Texto selecionado –
Embora seja reconhecida a unicidade (art. 8º, II, da Constituição), o que limita a liberdade sindical1, e não seja permitidos indicato de empresa2, pelo menos teoricamente, parece, na prática, estar sendo desenvolvido o contrário. Diversamente dela, unidade sindical, quando surge um só sindicato por vontade própria e não por imposição de lei3, a unicidade é um critério legal que impede a existência de mais de um sindicato da mesma categoria na mesma base, representando um monopólio da representação.

Constata-se o aparecimento de infinitas categorias diferenciadas, fragmentando as anteriormente existentes. Categoria diferenciada é definida no § 3º do art. 511 da CLT:

§ 3º Categoria profissional diferenciada é a que se forma dos empregados que exerçam profissões ou funções diferenciadas por força de estatuto profissional especial ou em consequência de condições de vida singulares.

E existem vários sindicatos verdadeiramente de empresas já instalados, e alguns registrados perante o Estado, a partir de registro promovido com o advento da Instrução Normativa n. 05, de 15.02.1990, e presentemente regulado pela Portaria n. 326, de 01.03.2013. Esse registro oficial está em consonância com o Verbete 295 do Comitê de Liberdade Sindical da OIT:

Verbete 295 - O direito de reconhecimento mediante o registro oficial é um aspecto essencial do direito de sindicalização.

Instrução dada 1 –
Transcreva, do texto sobre unicidade sindical, o trecho que vai de "Embora seja reconhecida" até "de vida singulares.".
O texto e as entradas não têm relação entre si.

Material fornecido –
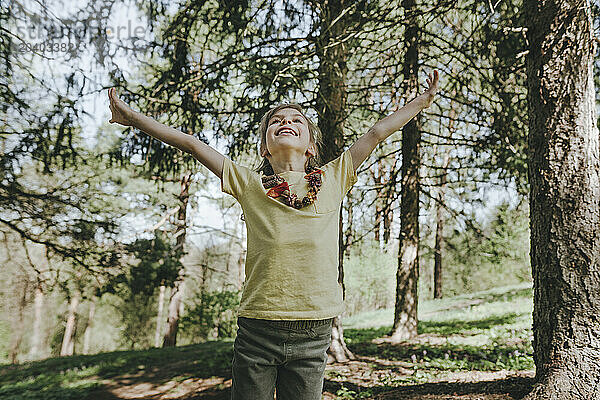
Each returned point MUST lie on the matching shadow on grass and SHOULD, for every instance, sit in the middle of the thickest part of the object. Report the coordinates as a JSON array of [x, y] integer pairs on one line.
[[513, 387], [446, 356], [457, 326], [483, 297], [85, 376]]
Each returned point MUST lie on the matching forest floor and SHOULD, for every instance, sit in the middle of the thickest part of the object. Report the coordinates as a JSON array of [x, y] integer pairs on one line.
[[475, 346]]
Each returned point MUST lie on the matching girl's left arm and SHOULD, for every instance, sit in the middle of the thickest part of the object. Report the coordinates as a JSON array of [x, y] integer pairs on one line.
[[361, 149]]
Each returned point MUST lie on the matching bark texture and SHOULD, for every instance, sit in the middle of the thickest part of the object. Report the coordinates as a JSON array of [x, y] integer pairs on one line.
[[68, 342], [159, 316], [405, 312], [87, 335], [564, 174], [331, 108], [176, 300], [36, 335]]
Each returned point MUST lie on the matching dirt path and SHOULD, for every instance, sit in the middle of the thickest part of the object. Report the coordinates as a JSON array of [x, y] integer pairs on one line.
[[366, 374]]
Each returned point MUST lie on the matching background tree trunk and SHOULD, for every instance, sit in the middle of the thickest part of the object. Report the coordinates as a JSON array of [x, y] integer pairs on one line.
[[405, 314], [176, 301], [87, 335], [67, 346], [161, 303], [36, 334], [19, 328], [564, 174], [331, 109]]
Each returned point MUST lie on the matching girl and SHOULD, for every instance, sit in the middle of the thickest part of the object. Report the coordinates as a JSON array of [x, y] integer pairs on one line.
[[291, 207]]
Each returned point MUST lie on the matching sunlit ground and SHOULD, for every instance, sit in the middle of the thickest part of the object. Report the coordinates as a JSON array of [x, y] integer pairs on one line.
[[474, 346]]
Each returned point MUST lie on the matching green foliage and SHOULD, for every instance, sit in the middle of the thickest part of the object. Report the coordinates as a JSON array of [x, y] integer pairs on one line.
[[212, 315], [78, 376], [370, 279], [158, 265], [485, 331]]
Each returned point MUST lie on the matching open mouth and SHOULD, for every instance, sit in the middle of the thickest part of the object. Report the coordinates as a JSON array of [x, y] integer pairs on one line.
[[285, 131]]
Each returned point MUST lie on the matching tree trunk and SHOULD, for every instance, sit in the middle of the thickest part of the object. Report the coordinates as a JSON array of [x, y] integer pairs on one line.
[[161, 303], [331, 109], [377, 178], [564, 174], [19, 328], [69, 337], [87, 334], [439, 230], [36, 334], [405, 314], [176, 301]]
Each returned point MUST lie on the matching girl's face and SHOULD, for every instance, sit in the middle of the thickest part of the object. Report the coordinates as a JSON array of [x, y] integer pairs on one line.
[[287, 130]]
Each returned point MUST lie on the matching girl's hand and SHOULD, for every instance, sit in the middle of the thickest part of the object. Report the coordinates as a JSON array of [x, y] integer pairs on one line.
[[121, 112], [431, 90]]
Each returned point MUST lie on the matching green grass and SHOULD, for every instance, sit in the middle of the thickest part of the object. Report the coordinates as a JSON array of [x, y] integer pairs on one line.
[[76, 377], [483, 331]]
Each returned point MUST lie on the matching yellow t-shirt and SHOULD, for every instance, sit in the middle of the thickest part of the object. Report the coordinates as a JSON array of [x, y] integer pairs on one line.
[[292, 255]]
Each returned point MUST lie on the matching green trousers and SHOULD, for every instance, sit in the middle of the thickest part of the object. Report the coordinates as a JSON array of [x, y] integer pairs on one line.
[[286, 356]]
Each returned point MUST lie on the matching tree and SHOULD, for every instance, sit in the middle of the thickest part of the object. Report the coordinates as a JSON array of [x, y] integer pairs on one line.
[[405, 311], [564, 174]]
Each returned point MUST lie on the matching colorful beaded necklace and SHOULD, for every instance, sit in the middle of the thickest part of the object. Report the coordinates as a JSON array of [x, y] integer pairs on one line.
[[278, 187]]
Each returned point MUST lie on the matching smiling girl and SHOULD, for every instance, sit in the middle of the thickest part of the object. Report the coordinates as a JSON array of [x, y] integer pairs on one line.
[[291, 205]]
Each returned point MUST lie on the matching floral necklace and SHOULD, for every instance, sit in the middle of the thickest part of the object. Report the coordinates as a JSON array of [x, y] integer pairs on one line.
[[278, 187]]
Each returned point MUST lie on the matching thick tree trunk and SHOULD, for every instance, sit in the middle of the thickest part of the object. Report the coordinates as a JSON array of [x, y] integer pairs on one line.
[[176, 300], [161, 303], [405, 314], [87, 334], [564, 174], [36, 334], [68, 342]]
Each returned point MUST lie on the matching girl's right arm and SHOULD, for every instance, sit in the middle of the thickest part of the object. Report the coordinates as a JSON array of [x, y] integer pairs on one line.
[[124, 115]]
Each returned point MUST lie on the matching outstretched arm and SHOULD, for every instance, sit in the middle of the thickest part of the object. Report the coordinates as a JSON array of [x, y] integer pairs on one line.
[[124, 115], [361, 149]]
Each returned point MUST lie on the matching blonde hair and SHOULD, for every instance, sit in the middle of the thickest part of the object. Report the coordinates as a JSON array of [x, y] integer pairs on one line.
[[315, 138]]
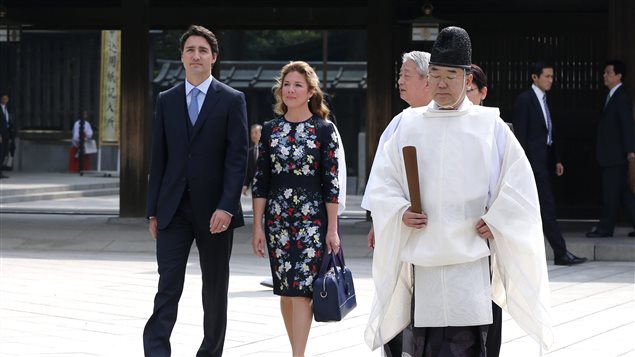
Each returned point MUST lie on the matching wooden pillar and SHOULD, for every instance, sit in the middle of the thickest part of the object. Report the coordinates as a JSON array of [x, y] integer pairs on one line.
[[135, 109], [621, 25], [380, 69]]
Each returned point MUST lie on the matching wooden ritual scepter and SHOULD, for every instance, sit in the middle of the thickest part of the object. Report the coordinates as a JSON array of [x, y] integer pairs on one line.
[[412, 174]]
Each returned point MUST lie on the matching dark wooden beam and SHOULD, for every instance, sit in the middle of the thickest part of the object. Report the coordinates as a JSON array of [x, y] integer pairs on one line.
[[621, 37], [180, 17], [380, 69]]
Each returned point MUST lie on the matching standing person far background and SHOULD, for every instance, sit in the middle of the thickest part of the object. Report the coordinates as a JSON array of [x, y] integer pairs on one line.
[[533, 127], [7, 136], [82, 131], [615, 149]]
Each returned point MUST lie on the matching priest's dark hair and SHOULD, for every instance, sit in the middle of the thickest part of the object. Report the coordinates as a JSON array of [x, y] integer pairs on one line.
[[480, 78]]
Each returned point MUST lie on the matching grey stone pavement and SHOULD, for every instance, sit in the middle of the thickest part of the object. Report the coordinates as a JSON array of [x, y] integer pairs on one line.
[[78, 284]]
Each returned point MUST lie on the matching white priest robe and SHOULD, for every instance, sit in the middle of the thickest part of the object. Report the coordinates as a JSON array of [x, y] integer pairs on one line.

Instrução dada 2 –
Mostre cada linha das entradas em que aparece a palavra "colorful".

Resultado do exercício 1 –
Embora seja reconhecida a unicidade (art. 8º, II, da Constituição), o que limita a liberdade sindical1, e não seja permitidos indicato de empresa2, pelo menos teoricamente, parece, na prática, estar sendo desenvolvido o contrário. Diversamente dela, unidade sindical, quando surge um só sindicato por vontade própria e não por imposição de lei3, a unicidade é um critério legal que impede a existência de mais de um sindicato da mesma categoria na mesma base, representando um monopólio da representação.

Constata-se o aparecimento de infinitas categorias diferenciadas, fragmentando as anteriormente existentes. Categoria diferenciada é definida no § 3º do art. 511 da CLT:

§ 3º Categoria profissional diferenciada é a que se forma dos empregados que exerçam profissões ou funções diferenciadas por força de estatuto profissional especial ou em consequência de condições de vida singulares.

Resultado do exercício 2 –
Each returned point MUST lie on the matching colorful beaded necklace and SHOULD, for every instance, sit in the middle of the thickest part of the object. Report the coordinates as a JSON array of [x, y] integer pairs on one line.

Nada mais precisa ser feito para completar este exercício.